→ Document excerpt
■ ■ ■
Scientists are claiming that the classification of two major dinosaur groups has been wrong for over a century, and if they're right, it would be like everyone realising that some types of "cats" are actually dogs.

The controversial paper has also suggested that the physical location of the first dinosaurs might be incorrect – pointing to a previously unimportant cat-sized fossil in Scotland as their evidence.

"This is a textbook changer - if it continues to pan out," palaeontologist Thomas Holtz from University of Maryland, who wasn't involved in the research, told Nature.

"It's only one analysis, but it's a thorough one."

Right now, the dinosaur evolutionary tree divides dinosaurs up into two groups: Ornithischia and Saurischia.

Species have been placed into one of these groups depending on their hip bone structure – if their hips were bird-like, they're an ornithischian, if their hips were lizard-like, they're a saurischian.

As Hannah Devlin explains over at The Guardian, the bird-like Ornithischia group includes relatives of Stegosaurus and Triceratops, whereas theropods such as Tyrannosaurus rex, sauropods such as Diplodocus, and a meat-eating group called the Herrerasauridae all fell within the lizard-hipped Saurischia group.

Now, researchers from the Natural History Museum in London say this might not be the case at all, based on their analysis of 457 anatomical features from 74 dinosaur species across both groups.

The team's hypothesis is that the theropod meat-eating beasts may have been wrongly classified – citing a number of similarities between the theropods and the Ornithischia group.
■ ■ ■
(Records from a data collection)

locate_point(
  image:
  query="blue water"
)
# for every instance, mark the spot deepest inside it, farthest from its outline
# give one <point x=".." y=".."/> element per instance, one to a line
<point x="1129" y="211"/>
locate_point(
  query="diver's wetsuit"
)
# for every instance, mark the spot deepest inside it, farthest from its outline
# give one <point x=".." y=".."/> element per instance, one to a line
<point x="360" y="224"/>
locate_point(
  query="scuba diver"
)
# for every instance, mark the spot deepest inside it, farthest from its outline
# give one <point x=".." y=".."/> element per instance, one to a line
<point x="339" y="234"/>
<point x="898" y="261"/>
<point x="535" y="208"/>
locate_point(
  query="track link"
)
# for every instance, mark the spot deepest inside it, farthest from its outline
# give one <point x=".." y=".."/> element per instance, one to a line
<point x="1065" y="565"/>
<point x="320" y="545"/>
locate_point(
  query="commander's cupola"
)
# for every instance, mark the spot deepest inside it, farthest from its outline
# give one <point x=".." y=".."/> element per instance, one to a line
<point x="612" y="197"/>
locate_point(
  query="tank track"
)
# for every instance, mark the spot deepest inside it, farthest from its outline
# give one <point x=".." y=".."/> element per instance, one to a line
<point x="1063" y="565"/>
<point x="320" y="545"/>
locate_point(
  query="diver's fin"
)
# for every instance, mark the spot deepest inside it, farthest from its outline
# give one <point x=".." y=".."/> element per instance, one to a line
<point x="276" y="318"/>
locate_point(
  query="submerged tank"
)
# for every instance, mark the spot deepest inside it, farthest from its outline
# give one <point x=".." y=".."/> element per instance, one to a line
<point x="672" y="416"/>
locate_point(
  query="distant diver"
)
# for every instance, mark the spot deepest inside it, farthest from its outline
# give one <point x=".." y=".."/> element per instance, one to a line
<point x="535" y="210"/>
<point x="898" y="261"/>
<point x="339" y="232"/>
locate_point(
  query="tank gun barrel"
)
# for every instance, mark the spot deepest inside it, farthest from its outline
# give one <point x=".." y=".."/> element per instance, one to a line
■ ■ ■
→ Tasks and exercises
1. Reproduce the passage of the dinosaur classification article above from "The controversial paper" up to and including "Ornithischia and Saurischia.".
2. Answer these questions about the dinosaur classification article above:
(a) Which university is the palaeontologist Thomas Holtz from?
(b) What kind of hips place a species in the Saurischia group?
(c) How many anatomical features did the Natural History Museum researchers analyze?

→ Answers to the tasks
1.
The controversial paper has also suggested that the physical location of the first dinosaurs might be incorrect – pointing to a previously unimportant cat-sized fossil in Scotland as their evidence.

"This is a textbook changer - if it continues to pan out," palaeontologist Thomas Holtz from University of Maryland, who wasn't involved in the research, told Nature.

"It's only one analysis, but it's a thorough one."

Right now, the dinosaur evolutionary tree divides dinosaurs up into two groups: Ornithischia and Saurischia.

2.
(a) University of Maryland
(b) Lizard-like hips
(c) 457